▸ **DATA SUPPLIED**
▼

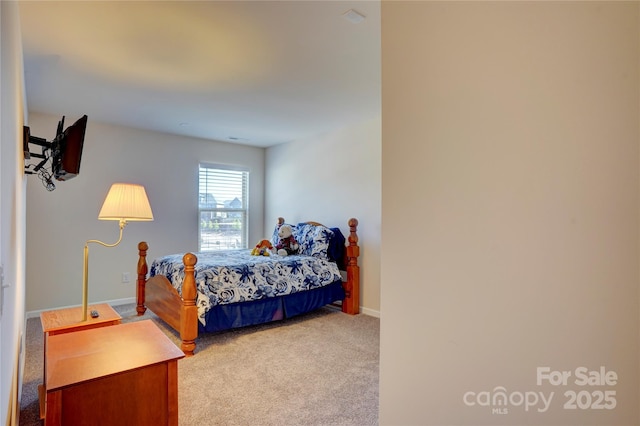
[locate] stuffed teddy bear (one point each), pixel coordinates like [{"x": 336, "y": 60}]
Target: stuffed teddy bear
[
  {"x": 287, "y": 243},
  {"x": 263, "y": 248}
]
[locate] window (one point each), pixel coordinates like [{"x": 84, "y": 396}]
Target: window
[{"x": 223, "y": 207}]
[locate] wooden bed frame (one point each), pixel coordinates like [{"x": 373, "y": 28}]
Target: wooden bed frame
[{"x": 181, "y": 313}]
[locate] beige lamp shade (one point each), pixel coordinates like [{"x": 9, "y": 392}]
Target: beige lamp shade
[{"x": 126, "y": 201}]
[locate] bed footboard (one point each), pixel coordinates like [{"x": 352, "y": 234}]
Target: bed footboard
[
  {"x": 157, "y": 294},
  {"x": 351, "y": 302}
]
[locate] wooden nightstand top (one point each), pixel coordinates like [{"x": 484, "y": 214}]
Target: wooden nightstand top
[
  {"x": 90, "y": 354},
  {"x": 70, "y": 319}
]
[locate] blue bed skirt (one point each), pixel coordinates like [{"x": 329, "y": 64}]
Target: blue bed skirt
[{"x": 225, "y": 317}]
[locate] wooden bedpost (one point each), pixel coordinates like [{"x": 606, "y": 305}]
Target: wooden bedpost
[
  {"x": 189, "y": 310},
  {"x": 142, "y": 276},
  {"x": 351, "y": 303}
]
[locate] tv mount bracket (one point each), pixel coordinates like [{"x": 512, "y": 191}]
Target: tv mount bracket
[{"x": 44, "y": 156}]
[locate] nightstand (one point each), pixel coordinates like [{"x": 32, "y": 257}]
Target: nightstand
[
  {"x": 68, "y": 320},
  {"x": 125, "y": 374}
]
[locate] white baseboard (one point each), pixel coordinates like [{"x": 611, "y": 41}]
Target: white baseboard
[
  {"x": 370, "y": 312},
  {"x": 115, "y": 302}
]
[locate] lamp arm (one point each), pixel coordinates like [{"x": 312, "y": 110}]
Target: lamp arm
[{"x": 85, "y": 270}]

▲

Please copy out all of the lines above word for word, leaving out the pictures.

▸ **RESULT OF THE TASK**
[locate] stuffed teddy bear (one point each), pixel coordinates like [{"x": 336, "y": 60}]
Target: stuffed teddy bear
[
  {"x": 287, "y": 243},
  {"x": 263, "y": 248}
]
[locate] window (one point each), pixel coordinates like [{"x": 84, "y": 396}]
Target: window
[{"x": 223, "y": 207}]
[locate] wooden bed frame (one point each), pixel coordinates like [{"x": 373, "y": 28}]
Target: wooden bed frame
[{"x": 181, "y": 313}]
[locate] beige lamp shade (one point each), pixel coordinates like [{"x": 9, "y": 392}]
Target: beige lamp shade
[{"x": 126, "y": 201}]
[locate] bed footboard (one point each), pixel coordinates like [{"x": 352, "y": 234}]
Target: bed footboard
[
  {"x": 157, "y": 294},
  {"x": 351, "y": 302}
]
[locate] wooden nightstand top (one point each), pixel coordinates like [{"x": 484, "y": 214}]
Target: wooden nightstand top
[
  {"x": 90, "y": 354},
  {"x": 70, "y": 319}
]
[locate] blue bed skirt (one point each), pixel coordinates like [{"x": 329, "y": 64}]
Target: blue bed skirt
[{"x": 225, "y": 317}]
[locate] wooden bedpost (one point each), pixel coordinates like [{"x": 606, "y": 305}]
Target: wooden bedpost
[
  {"x": 189, "y": 310},
  {"x": 142, "y": 276},
  {"x": 351, "y": 303}
]
[locate] tv mount bracket (one point each), pixel coordinates like [{"x": 512, "y": 191}]
Target: tv mount bracket
[{"x": 44, "y": 156}]
[locate] nightstand (one point each), pixel coordinates like [{"x": 32, "y": 257}]
Target: nightstand
[
  {"x": 68, "y": 320},
  {"x": 125, "y": 374}
]
[locate] white baseboard (one point each), pixel coordinates like [{"x": 611, "y": 41}]
Target: white baseboard
[
  {"x": 370, "y": 312},
  {"x": 115, "y": 302}
]
[locate] lamp arm (one point each), pixel coordinates like [{"x": 312, "y": 110}]
Target: lamp arm
[{"x": 85, "y": 270}]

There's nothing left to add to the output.